◆ 文書本文

□ □ □ □ □

ASEAN(東南アジア諸国連合)は、MDG(国連ミレニアム開発目標)の下、全加盟国において「未成年女子および成人女性の性と生殖に関する健康状態を改善する」という目標を達成したいのであれば、早急に対策を打たなければならない。アムネスティ・インターナショナルは、新たな報告書の中でこのように述べた。

報告書「公正な選択を:ASEANにおける妊産婦の健康の改善への重要なステップ」は、マニラにおいてASEANの政府間人権委員会が開催され、加盟国10ヵ国における妊産婦の健康の改善に関する協議を行うことを受け、発表された。同報告書は、インドネシアとフィリピンにおける事例に基づいて執筆されている。

「たった1年前に定められた、妊産婦の健康の改善に関する目標に関し、いくつかのASEAN加盟国が約束を守れないおそれがあることは、非常に残念なことです」と、アムネスティのフィリピン支部のオーロラ・パロンは述べた。

「これは、女性の命に関して懸念のある国が、アセアンの加盟国内に1つもないような状態をつくる機会です。世界的に見ると、女性と少女に対する差別が最も顕著に表われるのは、予防可能な病気による、妊産婦の高い死亡件数です」

アムネスティはアセアン諸国に対し、未成年女子・成人女性のの生命を危険にさらす性や生殖に関する健康の妨げになるもの、とりわけ差別的な法律、政策、または医療従事者の姿勢や慣習を排除するよう、要求した。

アセアン諸国は2010年、性と生殖に関する医療サービスや、安全な家族計画法に関する情報へのアクセスを改善することを誓った。

フィリピンは、2015年までに出産の際に死亡する妊産婦の数を、10万人のうち94から52に減らす、というミレニアム開発計画を達成できそうにない。同国では、避妊具の入手は制限され、膣外射精を含む、いわゆる「自然」とされる頼りない家族計画が、他の方法よりも公に奨励されている。

インドネシアでは、人口10万人あたり228人もの女性が命を落としている。インドネシア政府は「2015年までに10万人あたりの致死件数を102まで減少させる」というミレニアム開発計画を達成できないことを、2010年に認めた。

インドネシアでは、性・生殖に関する医療サービスへのアクセスが、法律や慣習上、厳しく制限されている。多くの避妊具は、使用や手入れに関して夫の許可が必要であり、このことが、未婚女性や未成年女子のみならず、既婚女性による入手を阻んでいる。

インドネシアでは、性と生殖に関する健康のサービスを受けることは、法律と慣例で厳しく制限されている。多くの避妊手段は夫の許可を必要とするものであり、これが、すべての未婚女性と少女たちおよび既婚女性へのサービスの供給の妨げとなっている。

人工妊娠中絶は、インドネシアの大部分の地域とフィリピン全域で犯罪とみなされている。

□ □ □ □ □

◆ 確認用データ

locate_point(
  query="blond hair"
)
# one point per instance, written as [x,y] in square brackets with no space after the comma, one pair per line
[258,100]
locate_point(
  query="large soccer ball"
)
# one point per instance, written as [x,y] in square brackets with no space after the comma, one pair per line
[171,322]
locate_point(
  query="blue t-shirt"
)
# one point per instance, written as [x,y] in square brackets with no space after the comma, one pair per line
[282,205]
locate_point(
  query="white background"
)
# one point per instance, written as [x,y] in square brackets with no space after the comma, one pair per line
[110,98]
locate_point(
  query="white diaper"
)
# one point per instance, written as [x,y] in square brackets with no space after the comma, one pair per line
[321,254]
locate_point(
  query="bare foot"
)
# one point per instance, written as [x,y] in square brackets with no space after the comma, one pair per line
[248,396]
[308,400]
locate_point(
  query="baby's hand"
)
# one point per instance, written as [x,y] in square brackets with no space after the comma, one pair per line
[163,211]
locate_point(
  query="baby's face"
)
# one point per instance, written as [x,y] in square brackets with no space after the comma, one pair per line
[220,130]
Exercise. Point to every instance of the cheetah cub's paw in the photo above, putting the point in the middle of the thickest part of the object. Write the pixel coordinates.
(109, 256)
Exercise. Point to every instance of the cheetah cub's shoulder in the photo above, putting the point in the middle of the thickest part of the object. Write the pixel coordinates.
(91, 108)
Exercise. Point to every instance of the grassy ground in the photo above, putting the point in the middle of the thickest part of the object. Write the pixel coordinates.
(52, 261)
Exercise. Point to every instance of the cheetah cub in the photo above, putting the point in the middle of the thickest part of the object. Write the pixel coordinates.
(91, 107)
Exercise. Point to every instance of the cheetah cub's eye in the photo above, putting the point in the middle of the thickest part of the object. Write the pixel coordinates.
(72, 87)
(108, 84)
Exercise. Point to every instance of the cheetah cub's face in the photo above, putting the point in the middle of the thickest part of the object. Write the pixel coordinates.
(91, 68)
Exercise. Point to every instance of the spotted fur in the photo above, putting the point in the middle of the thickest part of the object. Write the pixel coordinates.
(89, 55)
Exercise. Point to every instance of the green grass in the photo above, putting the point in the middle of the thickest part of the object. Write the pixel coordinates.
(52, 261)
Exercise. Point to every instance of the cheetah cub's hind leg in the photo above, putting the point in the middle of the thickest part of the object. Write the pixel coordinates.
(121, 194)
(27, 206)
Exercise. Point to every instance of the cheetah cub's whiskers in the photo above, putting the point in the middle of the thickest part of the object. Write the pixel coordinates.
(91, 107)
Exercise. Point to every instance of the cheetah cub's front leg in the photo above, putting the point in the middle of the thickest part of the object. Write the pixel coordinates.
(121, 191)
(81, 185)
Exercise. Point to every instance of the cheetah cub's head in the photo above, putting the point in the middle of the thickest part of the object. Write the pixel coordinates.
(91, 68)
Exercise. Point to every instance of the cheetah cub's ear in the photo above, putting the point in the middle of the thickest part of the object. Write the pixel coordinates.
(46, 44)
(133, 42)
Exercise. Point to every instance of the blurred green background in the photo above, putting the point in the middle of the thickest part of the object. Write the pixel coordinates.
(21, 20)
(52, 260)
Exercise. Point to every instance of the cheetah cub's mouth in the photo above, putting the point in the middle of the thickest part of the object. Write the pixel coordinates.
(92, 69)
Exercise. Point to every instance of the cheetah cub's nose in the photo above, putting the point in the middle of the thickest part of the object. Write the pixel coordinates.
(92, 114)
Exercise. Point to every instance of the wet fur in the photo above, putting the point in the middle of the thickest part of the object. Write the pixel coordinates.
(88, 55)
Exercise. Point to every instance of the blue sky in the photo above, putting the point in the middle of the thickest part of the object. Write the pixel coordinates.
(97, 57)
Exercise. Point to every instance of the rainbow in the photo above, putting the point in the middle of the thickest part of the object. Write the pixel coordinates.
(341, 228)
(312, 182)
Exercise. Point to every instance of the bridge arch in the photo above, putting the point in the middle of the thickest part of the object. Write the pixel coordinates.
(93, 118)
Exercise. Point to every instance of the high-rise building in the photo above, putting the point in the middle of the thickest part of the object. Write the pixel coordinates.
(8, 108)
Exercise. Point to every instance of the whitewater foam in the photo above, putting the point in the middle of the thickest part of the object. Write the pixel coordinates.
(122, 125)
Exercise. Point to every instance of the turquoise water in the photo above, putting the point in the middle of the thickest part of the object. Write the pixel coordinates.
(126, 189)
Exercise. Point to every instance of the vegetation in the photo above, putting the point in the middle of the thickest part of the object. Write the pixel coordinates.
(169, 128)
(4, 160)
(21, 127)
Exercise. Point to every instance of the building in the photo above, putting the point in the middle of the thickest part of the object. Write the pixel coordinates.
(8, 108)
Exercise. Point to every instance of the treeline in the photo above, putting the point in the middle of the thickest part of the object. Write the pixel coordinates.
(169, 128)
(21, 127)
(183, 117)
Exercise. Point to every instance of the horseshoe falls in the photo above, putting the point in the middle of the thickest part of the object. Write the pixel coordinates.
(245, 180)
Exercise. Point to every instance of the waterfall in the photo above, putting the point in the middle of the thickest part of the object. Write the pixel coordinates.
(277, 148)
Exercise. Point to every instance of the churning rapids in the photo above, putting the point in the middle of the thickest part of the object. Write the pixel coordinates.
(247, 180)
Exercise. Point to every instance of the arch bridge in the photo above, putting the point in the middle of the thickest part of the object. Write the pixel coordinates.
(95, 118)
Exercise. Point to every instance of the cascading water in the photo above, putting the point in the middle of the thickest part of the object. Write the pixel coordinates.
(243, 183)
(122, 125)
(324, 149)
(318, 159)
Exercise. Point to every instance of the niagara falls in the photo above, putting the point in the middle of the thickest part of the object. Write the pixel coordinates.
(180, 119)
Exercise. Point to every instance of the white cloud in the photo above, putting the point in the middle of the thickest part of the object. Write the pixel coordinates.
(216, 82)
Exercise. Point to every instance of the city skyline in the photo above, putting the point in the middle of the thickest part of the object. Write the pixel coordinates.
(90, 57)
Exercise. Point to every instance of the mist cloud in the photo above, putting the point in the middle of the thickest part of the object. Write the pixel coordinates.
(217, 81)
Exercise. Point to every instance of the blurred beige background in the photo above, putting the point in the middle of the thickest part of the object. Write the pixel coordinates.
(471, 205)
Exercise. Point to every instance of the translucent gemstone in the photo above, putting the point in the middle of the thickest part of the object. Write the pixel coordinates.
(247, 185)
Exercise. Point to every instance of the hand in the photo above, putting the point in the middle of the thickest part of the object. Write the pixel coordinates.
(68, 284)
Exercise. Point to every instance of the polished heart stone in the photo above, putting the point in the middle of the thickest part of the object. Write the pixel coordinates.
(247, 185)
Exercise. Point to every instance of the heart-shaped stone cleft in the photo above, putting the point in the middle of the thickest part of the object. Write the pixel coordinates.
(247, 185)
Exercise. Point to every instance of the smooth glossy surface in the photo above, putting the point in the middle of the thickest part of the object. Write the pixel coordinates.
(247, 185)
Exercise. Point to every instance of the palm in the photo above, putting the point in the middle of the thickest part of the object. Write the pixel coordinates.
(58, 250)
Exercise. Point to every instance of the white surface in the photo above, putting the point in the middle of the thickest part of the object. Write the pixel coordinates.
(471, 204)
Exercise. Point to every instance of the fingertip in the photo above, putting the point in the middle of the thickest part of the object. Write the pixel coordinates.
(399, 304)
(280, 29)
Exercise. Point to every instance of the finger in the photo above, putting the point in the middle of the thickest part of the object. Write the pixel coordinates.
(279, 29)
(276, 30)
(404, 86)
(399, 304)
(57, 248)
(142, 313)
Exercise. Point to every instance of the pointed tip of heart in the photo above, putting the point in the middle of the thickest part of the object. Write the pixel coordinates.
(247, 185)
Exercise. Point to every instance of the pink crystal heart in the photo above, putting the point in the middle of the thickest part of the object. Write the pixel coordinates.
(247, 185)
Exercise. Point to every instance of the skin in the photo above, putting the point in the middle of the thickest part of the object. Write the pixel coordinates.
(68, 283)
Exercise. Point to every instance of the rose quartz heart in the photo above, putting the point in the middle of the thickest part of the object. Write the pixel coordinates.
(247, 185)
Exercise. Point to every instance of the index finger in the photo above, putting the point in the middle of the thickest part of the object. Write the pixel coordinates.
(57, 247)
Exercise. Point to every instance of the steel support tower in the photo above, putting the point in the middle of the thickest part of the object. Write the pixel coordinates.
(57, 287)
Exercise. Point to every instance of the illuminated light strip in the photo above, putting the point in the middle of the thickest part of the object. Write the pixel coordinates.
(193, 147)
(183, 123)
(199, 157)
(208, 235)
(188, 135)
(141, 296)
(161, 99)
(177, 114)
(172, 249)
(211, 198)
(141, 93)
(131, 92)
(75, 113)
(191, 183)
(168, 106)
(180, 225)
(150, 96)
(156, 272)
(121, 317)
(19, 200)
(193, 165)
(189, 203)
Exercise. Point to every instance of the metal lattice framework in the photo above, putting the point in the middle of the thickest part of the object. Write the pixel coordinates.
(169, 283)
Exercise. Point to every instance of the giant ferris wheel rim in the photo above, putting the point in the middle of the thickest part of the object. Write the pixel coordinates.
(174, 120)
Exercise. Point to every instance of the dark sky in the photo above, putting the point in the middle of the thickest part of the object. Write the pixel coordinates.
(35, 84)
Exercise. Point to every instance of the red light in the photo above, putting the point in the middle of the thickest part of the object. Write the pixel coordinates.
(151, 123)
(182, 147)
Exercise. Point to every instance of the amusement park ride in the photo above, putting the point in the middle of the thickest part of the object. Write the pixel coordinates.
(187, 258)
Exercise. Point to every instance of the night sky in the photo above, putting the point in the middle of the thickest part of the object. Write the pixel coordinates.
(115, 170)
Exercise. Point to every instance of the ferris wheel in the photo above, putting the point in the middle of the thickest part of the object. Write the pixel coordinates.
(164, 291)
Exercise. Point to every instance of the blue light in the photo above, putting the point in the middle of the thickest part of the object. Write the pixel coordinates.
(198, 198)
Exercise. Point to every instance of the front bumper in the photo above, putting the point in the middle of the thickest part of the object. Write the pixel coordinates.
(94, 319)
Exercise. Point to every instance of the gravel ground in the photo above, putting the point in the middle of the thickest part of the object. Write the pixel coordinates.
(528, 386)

□ □ □ □ □

◆ 作業内容
**A.** 文書本文にある一文「アセアン諸国は2010年、性と生殖に関する医療サービスや、安全な家族計画法に関する情報へのアクセスを改善することを誓った。」を英語に訳せ。
**B.** 文書本文をもとに、次の問いに答えよ。
(i) 報告書は、どの2か国の事例に基づいて執筆されているか。
(ii) インドネシア政府がミレニアム開発計画を達成できないと認めたのは何年か。
(iii) フィリピンは2015年までに、出産の際に死亡する妊産婦の数を10万人のうちいくつに減らす計画か。

◆ 解答
**A.** In 2010, the ASEAN countries pledged to improve access to sexual and reproductive health services and to information on safe family planning methods.

**B.**
(i) インドネシアとフィリピン
(ii) 2010年
(iii) 52